◆ **WHAT IS BEING ASKED**
Format every line of the records below as a JSON list of strings, one string per line, skipping blank lines. Leave the pictures out of the list.

********

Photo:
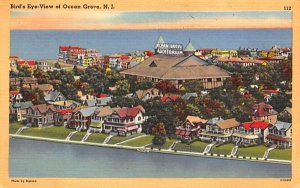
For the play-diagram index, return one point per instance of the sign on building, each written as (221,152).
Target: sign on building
(169,49)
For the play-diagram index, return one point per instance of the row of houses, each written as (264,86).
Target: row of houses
(264,128)
(15,61)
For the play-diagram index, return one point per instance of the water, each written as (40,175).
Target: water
(30,158)
(43,44)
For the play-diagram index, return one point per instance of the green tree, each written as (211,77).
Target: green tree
(159,134)
(123,87)
(193,86)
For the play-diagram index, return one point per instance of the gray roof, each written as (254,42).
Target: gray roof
(280,125)
(99,101)
(187,96)
(23,105)
(87,111)
(214,120)
(52,95)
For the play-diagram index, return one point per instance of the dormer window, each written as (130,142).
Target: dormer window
(152,64)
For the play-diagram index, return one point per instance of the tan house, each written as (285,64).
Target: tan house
(178,69)
(264,112)
(280,134)
(190,128)
(40,115)
(221,131)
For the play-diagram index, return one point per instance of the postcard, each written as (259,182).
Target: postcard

********

◆ **WORKED ANSWER**
[
  "Photo:",
  "For the play-diagram index, return one point per instance of the sign on building, each written as (221,152).",
  "Target: sign on building",
  "(169,49)",
  "For the play-diagram index, return one point per instance of the row of houses, each written as (264,86).",
  "Target: row of houses",
  "(264,128)",
  "(15,61)",
  "For the play-diagram index, return one point per instance of the water, each written as (40,175).",
  "Target: water",
  "(30,158)",
  "(43,44)",
  "For the play-diagram index, return one point per instance of the green tree, each written as (211,77).",
  "Target: green tree",
  "(159,134)",
  "(123,87)",
  "(193,86)",
  "For the play-diagram index, return one point per instance of the gray roof, each written as (254,42).",
  "Target: gray roof",
  "(280,125)",
  "(99,101)",
  "(187,96)",
  "(23,105)",
  "(87,111)",
  "(214,120)",
  "(52,95)",
  "For the play-diagram index, return one point per instance of the dormer window, each written as (130,142).",
  "Target: dormer window",
  "(152,64)",
  "For the play-diagram index, return one point per instance of the tan house, each written as (285,64).",
  "Target: tan house",
  "(178,69)",
  "(264,112)",
  "(280,134)",
  "(190,128)",
  "(40,115)",
  "(221,131)",
  "For the play-diagram index, return one point per instance of the postcard, each written as (259,182).",
  "Target: postcard"
]